> MATERIAL:
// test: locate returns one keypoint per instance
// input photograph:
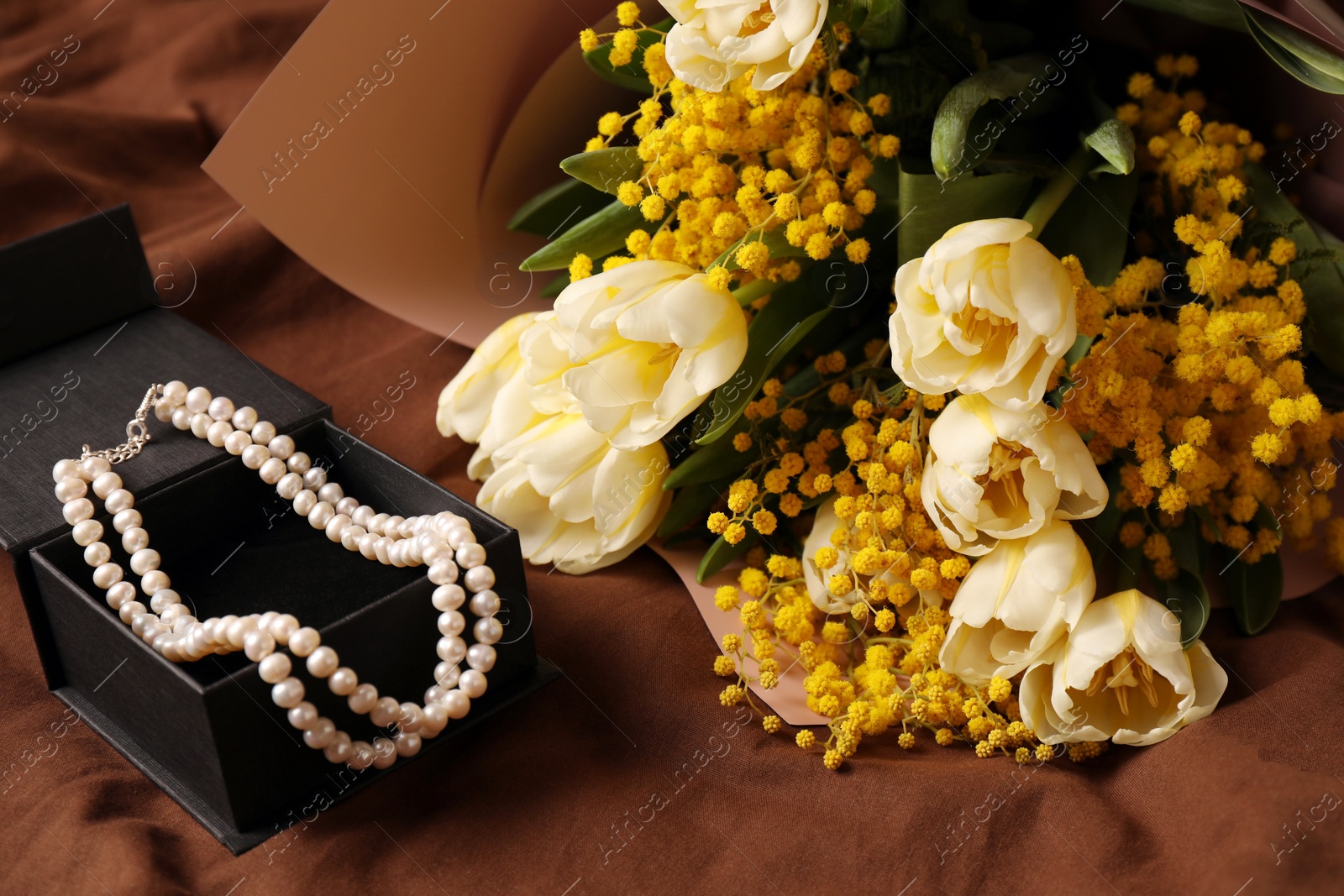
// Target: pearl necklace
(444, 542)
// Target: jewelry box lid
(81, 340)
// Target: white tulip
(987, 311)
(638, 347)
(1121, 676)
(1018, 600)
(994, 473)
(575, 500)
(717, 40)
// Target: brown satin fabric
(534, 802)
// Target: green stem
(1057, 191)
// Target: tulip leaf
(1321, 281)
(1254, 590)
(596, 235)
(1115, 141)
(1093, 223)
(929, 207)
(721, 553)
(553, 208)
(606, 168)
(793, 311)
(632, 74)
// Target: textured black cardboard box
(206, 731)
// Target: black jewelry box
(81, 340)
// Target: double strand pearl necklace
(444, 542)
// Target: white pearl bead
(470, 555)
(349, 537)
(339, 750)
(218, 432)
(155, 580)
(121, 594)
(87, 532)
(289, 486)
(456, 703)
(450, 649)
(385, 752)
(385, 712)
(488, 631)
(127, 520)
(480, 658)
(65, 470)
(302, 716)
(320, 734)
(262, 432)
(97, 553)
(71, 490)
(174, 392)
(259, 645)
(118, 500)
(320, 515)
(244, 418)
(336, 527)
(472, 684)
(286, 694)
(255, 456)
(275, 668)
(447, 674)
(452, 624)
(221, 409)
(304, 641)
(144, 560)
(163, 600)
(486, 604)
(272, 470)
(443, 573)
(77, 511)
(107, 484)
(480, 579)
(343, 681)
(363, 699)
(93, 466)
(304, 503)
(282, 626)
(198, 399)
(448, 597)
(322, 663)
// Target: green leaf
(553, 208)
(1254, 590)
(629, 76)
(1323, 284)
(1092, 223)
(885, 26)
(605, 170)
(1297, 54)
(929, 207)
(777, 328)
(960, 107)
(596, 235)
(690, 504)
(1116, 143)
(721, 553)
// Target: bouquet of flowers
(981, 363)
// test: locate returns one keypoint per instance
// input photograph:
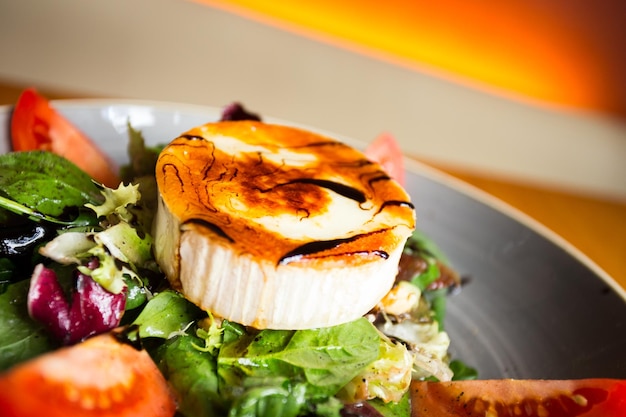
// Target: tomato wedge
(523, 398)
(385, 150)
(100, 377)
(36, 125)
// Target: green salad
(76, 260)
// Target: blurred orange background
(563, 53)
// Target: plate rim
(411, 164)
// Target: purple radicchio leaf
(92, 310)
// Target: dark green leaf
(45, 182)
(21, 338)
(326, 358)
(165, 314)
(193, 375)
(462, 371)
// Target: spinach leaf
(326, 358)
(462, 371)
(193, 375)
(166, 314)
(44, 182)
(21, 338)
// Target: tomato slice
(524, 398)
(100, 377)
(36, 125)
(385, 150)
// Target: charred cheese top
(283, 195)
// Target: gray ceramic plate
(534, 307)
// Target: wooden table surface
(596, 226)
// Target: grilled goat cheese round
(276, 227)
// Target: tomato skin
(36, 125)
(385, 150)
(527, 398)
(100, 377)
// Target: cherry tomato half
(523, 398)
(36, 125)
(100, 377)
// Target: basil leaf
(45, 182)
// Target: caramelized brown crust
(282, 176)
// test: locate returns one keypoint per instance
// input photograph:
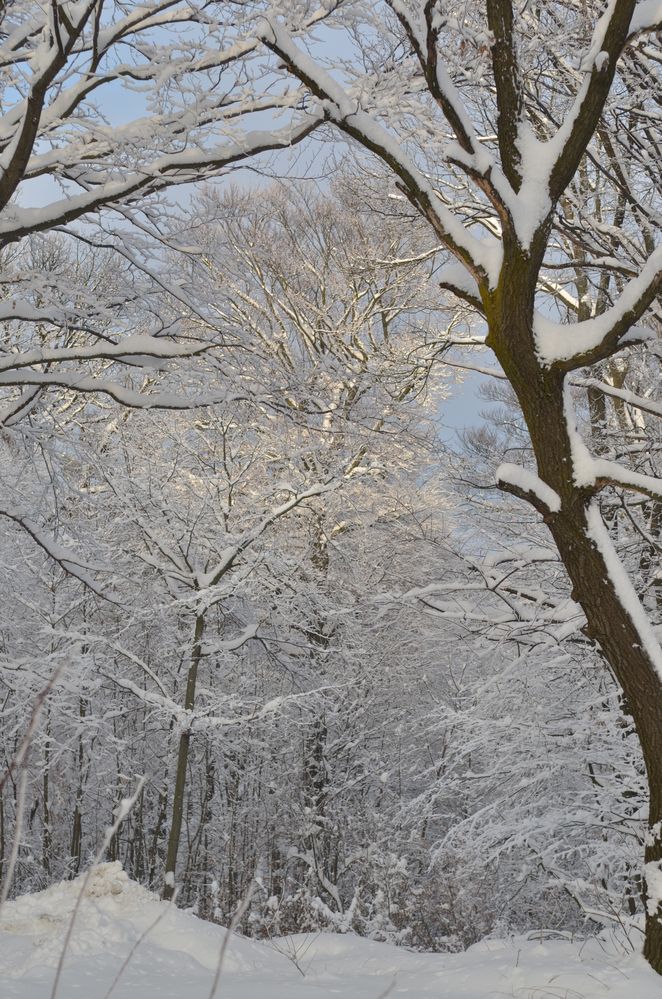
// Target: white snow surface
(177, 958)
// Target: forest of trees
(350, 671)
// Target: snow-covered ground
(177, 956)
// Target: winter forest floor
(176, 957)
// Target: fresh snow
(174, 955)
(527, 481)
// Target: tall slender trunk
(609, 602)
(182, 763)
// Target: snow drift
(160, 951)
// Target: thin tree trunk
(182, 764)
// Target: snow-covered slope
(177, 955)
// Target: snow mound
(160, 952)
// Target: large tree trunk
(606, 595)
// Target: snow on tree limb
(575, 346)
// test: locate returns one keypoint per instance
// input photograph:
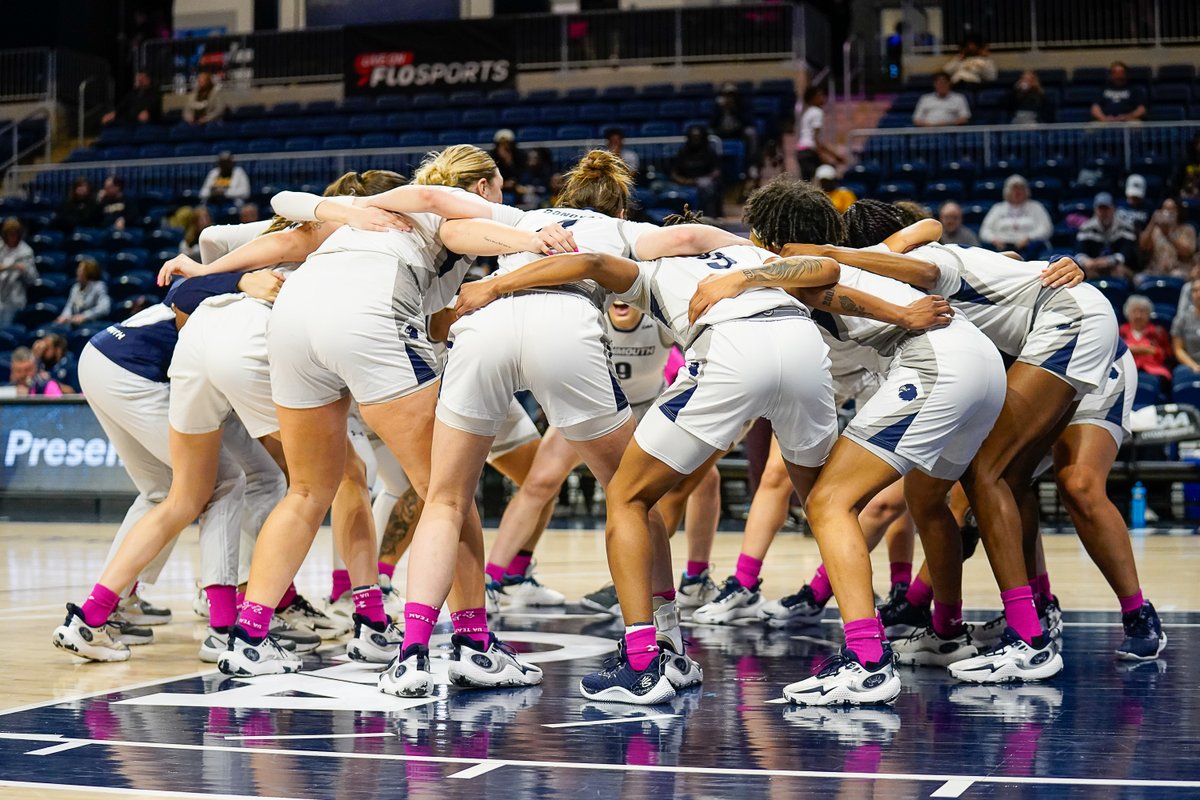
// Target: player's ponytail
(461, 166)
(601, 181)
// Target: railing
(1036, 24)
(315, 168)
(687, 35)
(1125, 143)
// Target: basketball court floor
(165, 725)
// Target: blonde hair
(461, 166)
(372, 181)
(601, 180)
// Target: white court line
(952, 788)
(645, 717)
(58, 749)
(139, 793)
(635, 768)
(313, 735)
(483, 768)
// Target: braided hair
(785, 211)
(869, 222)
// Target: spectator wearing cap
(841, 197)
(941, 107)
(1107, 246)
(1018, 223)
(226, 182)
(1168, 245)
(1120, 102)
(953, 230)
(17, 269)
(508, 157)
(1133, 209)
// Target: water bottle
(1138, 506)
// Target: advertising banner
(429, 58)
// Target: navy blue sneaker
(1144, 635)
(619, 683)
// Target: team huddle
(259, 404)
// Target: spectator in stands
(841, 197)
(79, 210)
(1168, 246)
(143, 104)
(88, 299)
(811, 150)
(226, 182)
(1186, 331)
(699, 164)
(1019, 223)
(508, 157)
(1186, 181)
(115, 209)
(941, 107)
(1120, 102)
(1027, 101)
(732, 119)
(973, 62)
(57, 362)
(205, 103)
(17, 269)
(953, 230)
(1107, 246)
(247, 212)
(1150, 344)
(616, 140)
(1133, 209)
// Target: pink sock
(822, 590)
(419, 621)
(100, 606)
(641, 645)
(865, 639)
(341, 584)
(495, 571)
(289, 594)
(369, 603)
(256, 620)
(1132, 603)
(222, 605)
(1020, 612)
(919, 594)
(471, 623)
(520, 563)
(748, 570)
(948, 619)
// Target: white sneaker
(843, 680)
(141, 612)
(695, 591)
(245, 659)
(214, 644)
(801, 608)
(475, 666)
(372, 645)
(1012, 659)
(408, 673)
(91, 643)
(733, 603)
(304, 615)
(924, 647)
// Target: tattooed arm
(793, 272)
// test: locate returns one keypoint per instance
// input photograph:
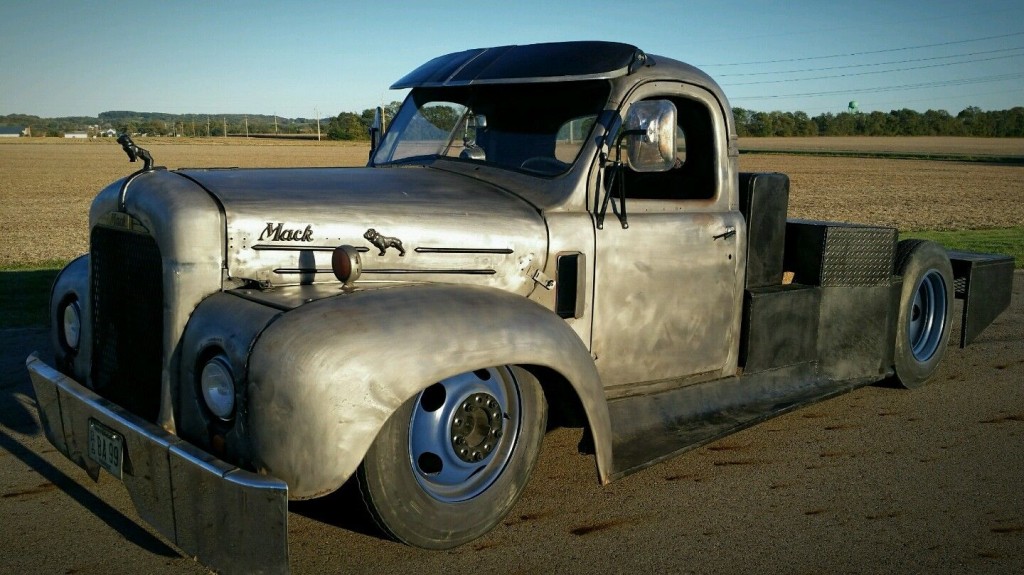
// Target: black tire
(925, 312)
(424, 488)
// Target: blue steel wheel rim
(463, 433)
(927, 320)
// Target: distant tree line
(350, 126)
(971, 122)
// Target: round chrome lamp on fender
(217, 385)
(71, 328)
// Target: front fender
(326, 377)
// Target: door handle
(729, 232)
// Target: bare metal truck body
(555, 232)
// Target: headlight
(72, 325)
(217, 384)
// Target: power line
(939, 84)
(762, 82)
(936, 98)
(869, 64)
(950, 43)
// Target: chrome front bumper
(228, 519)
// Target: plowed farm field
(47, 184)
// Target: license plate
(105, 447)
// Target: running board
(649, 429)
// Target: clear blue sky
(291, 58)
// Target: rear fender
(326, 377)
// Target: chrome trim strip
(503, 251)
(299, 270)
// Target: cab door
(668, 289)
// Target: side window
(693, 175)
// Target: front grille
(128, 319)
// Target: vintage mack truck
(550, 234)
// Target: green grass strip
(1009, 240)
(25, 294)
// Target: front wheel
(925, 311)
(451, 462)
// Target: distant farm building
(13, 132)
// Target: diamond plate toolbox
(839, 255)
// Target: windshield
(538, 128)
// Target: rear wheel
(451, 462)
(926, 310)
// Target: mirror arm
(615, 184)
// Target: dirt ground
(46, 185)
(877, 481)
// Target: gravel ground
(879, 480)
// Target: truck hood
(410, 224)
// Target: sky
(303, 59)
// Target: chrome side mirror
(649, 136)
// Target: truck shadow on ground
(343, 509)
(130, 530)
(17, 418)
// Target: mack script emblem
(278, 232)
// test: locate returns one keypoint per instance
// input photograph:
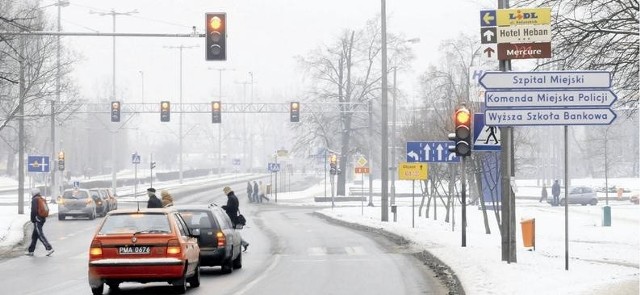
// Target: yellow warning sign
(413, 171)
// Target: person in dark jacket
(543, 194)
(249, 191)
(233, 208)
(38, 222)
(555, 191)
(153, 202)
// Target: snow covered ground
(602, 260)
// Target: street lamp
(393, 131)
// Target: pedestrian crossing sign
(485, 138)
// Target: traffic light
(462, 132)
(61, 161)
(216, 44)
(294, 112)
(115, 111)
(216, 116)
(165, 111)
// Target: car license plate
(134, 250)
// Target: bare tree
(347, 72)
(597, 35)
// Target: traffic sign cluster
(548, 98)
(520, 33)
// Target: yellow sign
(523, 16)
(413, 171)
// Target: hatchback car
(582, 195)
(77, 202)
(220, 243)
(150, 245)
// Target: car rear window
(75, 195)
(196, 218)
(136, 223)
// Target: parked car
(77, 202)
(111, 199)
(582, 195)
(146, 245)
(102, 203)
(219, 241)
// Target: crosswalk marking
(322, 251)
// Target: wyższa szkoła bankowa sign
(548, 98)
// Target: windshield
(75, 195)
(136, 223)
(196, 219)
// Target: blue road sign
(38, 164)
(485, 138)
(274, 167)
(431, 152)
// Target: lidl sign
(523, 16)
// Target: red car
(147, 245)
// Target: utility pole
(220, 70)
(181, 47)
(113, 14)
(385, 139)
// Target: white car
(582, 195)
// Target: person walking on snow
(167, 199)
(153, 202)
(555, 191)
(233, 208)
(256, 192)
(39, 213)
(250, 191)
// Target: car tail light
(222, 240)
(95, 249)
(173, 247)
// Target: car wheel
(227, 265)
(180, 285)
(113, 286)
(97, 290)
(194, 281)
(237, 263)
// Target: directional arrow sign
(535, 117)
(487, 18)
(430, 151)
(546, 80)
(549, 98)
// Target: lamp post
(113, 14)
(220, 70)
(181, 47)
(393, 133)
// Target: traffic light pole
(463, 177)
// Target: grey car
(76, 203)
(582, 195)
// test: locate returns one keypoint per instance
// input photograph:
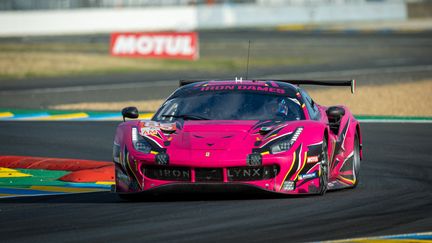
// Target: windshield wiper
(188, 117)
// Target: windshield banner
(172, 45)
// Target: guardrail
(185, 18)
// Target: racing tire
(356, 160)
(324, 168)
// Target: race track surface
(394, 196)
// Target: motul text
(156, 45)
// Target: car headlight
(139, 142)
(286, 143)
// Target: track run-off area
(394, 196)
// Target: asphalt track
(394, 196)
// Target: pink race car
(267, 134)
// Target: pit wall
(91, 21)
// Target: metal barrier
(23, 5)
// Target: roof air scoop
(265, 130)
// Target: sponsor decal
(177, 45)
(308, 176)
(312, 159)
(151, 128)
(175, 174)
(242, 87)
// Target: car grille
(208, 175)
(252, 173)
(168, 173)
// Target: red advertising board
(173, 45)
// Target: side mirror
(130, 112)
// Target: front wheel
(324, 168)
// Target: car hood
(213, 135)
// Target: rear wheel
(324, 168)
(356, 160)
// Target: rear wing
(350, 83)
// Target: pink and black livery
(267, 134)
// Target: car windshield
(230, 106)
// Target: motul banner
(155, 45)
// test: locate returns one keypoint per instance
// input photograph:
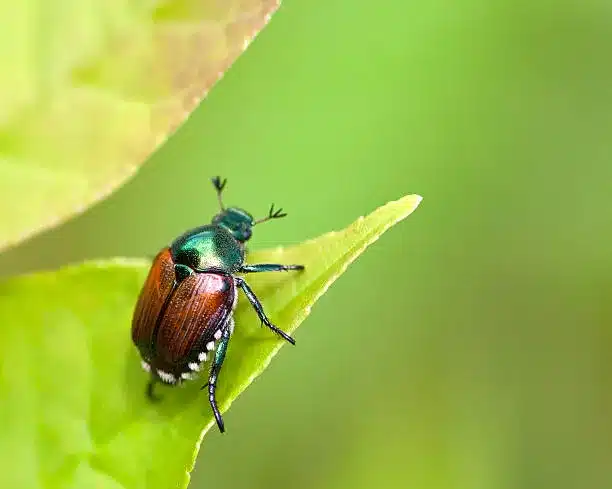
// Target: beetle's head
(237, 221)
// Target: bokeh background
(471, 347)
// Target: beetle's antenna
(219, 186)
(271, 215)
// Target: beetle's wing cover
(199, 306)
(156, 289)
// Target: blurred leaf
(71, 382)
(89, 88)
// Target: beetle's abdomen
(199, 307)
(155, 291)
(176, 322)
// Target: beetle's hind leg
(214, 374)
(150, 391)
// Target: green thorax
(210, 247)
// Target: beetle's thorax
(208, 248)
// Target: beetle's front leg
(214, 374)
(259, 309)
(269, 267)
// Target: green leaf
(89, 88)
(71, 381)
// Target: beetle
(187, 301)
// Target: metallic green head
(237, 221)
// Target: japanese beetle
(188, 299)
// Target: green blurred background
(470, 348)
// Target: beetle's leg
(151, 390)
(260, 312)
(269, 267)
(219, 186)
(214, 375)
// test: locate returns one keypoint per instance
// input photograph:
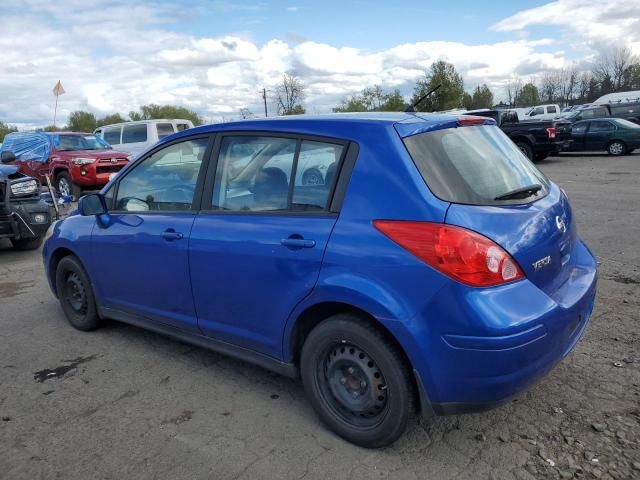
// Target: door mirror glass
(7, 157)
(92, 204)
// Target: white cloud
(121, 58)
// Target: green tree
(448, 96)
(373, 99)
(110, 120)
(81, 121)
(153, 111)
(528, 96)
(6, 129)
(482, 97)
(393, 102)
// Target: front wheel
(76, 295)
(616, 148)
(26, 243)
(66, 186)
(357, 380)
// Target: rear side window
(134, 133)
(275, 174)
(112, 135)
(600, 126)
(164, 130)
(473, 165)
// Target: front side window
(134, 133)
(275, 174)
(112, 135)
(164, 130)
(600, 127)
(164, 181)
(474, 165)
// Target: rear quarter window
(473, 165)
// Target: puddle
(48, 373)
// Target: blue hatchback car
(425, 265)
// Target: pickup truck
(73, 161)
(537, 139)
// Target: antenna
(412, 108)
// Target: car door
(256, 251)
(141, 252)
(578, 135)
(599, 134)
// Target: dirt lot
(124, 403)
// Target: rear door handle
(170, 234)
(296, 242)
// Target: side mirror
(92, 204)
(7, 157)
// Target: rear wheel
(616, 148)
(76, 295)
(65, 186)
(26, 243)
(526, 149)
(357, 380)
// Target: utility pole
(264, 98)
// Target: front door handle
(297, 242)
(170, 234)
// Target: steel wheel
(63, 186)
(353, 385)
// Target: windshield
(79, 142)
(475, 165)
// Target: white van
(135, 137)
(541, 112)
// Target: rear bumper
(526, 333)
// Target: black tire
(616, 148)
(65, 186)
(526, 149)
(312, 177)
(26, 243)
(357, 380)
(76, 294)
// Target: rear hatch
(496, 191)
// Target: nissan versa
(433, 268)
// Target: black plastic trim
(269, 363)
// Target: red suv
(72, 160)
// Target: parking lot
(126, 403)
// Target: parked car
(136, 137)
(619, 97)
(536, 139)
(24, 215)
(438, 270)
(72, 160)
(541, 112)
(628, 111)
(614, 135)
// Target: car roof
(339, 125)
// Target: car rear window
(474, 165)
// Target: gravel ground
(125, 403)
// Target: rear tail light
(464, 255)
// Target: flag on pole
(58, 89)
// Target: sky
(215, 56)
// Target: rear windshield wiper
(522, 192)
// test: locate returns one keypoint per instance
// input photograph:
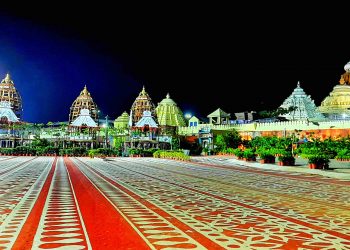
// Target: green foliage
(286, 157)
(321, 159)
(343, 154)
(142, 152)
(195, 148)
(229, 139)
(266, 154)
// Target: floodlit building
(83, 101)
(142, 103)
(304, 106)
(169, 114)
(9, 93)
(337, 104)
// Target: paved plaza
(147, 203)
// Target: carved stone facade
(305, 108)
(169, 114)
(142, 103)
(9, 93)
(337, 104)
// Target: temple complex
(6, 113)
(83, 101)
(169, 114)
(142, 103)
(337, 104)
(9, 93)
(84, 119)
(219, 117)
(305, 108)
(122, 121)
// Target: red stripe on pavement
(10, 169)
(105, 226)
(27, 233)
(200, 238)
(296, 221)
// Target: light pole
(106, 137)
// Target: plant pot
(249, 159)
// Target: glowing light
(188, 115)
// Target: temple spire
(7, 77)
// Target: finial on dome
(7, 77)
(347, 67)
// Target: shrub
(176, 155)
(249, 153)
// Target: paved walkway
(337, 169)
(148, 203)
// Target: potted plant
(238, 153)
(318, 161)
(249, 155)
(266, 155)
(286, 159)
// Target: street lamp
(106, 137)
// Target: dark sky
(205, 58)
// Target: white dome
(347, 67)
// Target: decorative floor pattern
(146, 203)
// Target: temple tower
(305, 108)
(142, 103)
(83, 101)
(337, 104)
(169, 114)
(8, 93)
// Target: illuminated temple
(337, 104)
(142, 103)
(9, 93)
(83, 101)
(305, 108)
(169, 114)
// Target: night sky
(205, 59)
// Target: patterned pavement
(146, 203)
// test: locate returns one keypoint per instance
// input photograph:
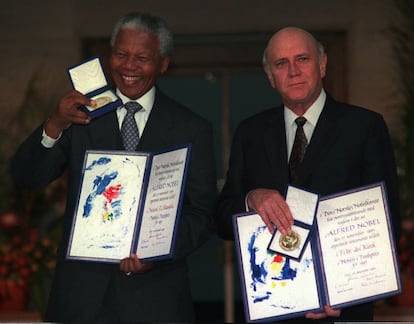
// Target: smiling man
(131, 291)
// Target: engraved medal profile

> WORK REQUIRED: Leave out all pictures and retype precisely the lines that run from the line containing "Target: paved walkway" to the last line of the records.

> SOLUTION FOR THIS EXERCISE:
// Target: paved walkway
(337, 169)
(148, 203)
// Target: potted plant
(238, 153)
(318, 161)
(249, 155)
(266, 155)
(286, 159)
// Target: street lamp
(106, 137)
// Target: dark sky
(205, 58)
// Target: white dome
(347, 67)
// Target: decorative floor pattern
(146, 203)
// Target: temple tower
(305, 108)
(142, 103)
(83, 101)
(337, 104)
(169, 114)
(8, 93)
// Target: illuminated temple
(337, 104)
(142, 103)
(9, 93)
(83, 101)
(305, 108)
(169, 114)
// Target: night sky
(205, 59)
// Target: patterned pavement
(146, 203)
// test: locate returns one keypoint per instance
// input photograph:
// Target: smiling man
(131, 291)
// Target: engraved medal profile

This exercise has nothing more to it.